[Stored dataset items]

* Begin *

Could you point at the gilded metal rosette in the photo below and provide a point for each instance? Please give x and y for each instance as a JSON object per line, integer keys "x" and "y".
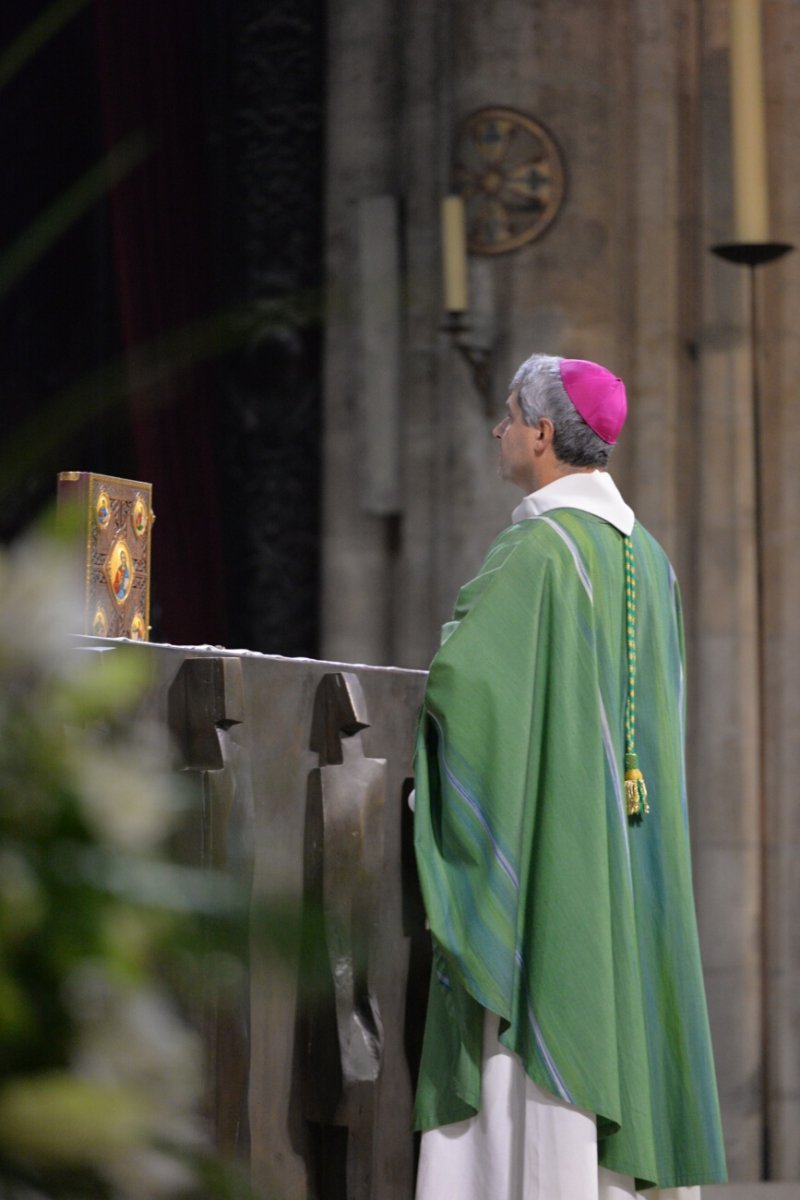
{"x": 510, "y": 172}
{"x": 139, "y": 628}
{"x": 139, "y": 517}
{"x": 102, "y": 509}
{"x": 119, "y": 571}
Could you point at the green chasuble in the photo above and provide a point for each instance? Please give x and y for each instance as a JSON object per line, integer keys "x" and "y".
{"x": 548, "y": 905}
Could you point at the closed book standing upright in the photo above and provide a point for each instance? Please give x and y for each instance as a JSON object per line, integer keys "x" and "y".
{"x": 116, "y": 522}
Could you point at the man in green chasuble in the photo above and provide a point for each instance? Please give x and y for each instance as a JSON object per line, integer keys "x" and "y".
{"x": 566, "y": 1051}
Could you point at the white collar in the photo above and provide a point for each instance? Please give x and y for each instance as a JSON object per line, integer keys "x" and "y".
{"x": 589, "y": 491}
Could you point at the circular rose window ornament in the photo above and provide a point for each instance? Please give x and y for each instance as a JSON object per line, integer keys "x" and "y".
{"x": 511, "y": 175}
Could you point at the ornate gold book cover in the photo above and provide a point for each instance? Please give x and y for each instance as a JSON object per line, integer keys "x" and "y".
{"x": 118, "y": 515}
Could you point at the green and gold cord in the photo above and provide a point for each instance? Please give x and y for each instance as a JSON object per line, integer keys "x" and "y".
{"x": 636, "y": 793}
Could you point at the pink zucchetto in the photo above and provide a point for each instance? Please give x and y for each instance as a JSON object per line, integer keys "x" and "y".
{"x": 597, "y": 395}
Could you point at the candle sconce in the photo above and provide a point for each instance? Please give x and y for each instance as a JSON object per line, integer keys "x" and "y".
{"x": 511, "y": 180}
{"x": 477, "y": 352}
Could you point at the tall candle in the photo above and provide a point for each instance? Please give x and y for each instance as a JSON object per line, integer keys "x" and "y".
{"x": 453, "y": 253}
{"x": 749, "y": 123}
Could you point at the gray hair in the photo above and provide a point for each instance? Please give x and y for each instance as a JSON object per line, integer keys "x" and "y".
{"x": 542, "y": 394}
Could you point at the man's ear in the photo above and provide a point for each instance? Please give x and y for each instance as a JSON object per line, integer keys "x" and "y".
{"x": 545, "y": 432}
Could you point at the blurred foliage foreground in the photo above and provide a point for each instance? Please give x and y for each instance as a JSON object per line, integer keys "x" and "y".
{"x": 101, "y": 1075}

* End *

Exercise directions: Transcribe the listing in full. Omit the pictures and keep every line exact.

Expected output:
Could you point at the gilded metal rosette in the photo below and provide a point for each instance? Please give x and y for each instance as a JSON object per line, integer keys "x" and "y".
{"x": 510, "y": 172}
{"x": 139, "y": 628}
{"x": 139, "y": 517}
{"x": 102, "y": 509}
{"x": 119, "y": 571}
Could you point at the green chasuble in the photo above and provide a point for each instance? Please give x and y for each instance as a JSON object per line, integer keys "x" and "y".
{"x": 548, "y": 905}
Could you point at the closed book standing upright in the photo above and provide a point for each instance? Please give x and y for each instance as a JSON object per line, integer keys "x" and "y".
{"x": 116, "y": 522}
Could you point at the man in green chasuble in the photo above and provide a point for each instance? Please give x and y for each instance as a JSON object per line, integer keys "x" and "y".
{"x": 566, "y": 1051}
Could you point at the white collar in the photo above and provide a point for each instance? Please give x and y for each instance as a JSON object per line, integer keys "x" and "y".
{"x": 589, "y": 491}
Could you point at the circular rose window ornament in the photo above and provide a point for each instance? Please give x and y for each instance as a JSON object per line, integer keys "x" and "y".
{"x": 511, "y": 175}
Could you point at the ornate gold book cover in the photo above and provide a point for each instance? Please give x and y for each instance as a JSON object per line, integer keys "x" and "y".
{"x": 118, "y": 515}
Could you point at the green and gold cord in the photo above and provide a point for each instance? Please give x and y for each instance as a JSON object per line, integer keys "x" and "y".
{"x": 636, "y": 793}
Could you point at the pink zucchetto in the photo above and provide a point for each instance? Please give x and y for each instance as a JSON object per line, integer keys "x" and "y".
{"x": 597, "y": 395}
Could you point at the candle sconce in the photo above and provide a point for each instance? Please give x and y for each instance as a JSON object per line, integer keys "x" and "y".
{"x": 511, "y": 180}
{"x": 477, "y": 352}
Could you point at the tall candle in the photo above and provide a point for each instance? Please give x and y for each instance as a JSON object per line, integer keys "x" and "y".
{"x": 453, "y": 253}
{"x": 749, "y": 123}
Could you point at the gray hair in the photo above and provide a point for each instance? Please give x and y for each instance as a JSON object per line, integer keys "x" and "y".
{"x": 542, "y": 394}
Could you point at the man's ear in the photo above and provide a point for each instance? Please give x and y for each instance as a JSON object per line, integer keys "x" and "y".
{"x": 545, "y": 432}
Could you point at the blurred foliage foreground in the photo above and provide a point for each instance? Please give x and y for each instance as a JSON object per line, integer keys "x" and "y".
{"x": 101, "y": 1075}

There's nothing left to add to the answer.